What to produce: Extract, exactly as written, the line that contains "find chair backrest" and all lines after it through the end of the records. Omit pictures.
------ Supplied entries ------
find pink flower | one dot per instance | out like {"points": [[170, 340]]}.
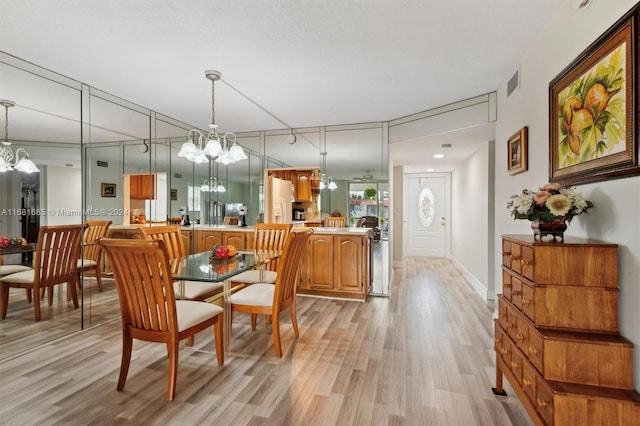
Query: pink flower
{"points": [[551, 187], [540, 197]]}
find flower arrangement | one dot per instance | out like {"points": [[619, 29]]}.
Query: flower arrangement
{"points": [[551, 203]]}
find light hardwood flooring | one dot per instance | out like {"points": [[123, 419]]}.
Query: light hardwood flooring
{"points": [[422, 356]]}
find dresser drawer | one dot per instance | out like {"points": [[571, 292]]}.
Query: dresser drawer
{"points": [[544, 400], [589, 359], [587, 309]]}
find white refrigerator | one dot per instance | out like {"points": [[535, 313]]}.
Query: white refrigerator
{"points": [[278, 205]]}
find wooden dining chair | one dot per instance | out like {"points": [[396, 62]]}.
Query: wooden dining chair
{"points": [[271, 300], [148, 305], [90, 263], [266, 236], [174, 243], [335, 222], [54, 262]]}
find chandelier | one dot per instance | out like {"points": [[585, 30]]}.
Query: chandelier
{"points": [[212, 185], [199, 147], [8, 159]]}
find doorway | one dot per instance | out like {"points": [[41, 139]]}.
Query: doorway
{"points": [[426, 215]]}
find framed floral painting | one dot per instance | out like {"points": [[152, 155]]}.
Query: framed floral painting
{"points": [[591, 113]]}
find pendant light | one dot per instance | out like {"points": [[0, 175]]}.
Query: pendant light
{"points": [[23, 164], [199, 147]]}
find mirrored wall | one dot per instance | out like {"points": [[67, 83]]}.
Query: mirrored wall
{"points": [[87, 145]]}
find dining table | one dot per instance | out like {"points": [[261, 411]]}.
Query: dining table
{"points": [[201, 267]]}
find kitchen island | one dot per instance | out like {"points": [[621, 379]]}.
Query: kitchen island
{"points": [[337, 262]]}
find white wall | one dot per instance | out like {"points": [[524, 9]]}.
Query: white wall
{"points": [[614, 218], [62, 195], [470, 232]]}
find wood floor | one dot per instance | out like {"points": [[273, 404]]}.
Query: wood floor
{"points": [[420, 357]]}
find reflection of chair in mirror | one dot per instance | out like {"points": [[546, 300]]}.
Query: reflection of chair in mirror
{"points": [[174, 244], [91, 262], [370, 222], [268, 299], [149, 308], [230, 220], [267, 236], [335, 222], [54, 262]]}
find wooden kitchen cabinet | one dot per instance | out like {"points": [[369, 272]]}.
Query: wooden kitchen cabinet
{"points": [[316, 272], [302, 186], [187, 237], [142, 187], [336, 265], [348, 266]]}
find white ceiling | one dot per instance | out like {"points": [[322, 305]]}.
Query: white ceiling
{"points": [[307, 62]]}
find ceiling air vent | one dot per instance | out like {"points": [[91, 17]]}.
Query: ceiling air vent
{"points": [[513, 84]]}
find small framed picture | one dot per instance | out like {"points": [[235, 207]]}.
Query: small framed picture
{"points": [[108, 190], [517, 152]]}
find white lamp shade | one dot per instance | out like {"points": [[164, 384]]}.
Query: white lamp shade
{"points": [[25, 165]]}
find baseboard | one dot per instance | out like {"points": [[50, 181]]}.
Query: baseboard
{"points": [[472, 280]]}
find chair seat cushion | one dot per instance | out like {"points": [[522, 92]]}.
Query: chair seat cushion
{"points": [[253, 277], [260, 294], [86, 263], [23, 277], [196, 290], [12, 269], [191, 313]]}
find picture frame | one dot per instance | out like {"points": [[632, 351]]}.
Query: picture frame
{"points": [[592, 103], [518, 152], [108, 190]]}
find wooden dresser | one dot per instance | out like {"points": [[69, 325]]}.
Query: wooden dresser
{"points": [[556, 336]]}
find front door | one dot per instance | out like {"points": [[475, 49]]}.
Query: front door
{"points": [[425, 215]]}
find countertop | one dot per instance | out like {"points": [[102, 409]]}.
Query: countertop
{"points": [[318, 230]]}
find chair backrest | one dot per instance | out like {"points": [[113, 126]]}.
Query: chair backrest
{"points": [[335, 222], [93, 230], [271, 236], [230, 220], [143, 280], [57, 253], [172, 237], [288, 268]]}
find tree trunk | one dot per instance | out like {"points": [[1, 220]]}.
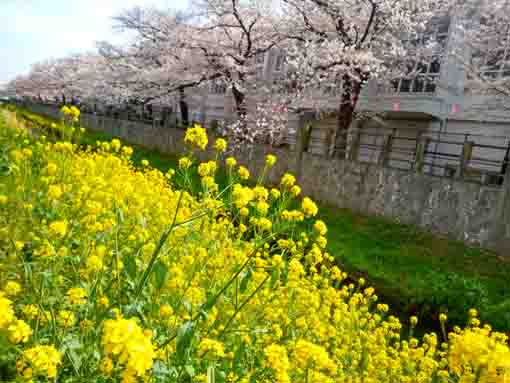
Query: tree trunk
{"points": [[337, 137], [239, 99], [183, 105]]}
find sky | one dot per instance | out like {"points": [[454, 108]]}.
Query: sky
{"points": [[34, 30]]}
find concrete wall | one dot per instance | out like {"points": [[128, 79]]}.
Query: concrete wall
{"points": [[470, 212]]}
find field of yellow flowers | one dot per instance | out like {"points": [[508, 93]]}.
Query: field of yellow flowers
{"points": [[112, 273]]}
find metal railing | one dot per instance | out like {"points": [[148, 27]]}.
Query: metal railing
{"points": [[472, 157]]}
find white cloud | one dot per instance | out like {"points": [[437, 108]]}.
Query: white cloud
------
Result for this task:
find chair backrest | one dot per instance | out like {"points": [[113, 126]]}.
Query: chair backrest
{"points": [[335, 222], [93, 230], [271, 236], [230, 220], [143, 280], [57, 253], [172, 237], [288, 268]]}
find tree trunk | one dot per instance | out like {"points": [[1, 220]]}.
Query: tree trunk
{"points": [[337, 137], [239, 99], [183, 105]]}
find sky | one dot per instance | out like {"points": [[454, 108]]}.
Query: sky
{"points": [[34, 30]]}
find concrete wall | one dot per instance | out like {"points": [[128, 79]]}.
Query: concrete wall
{"points": [[470, 212]]}
find field of yellow flowers | one dot per instance | out like {"points": [[508, 93]]}.
Query: field of yellow flowers
{"points": [[112, 273]]}
find metal railing | one dot per instance | out like {"points": [[148, 27]]}.
Query: metal railing
{"points": [[472, 157]]}
find white cloud | one dot per instance | out like {"points": [[437, 108]]}.
Query: white cloud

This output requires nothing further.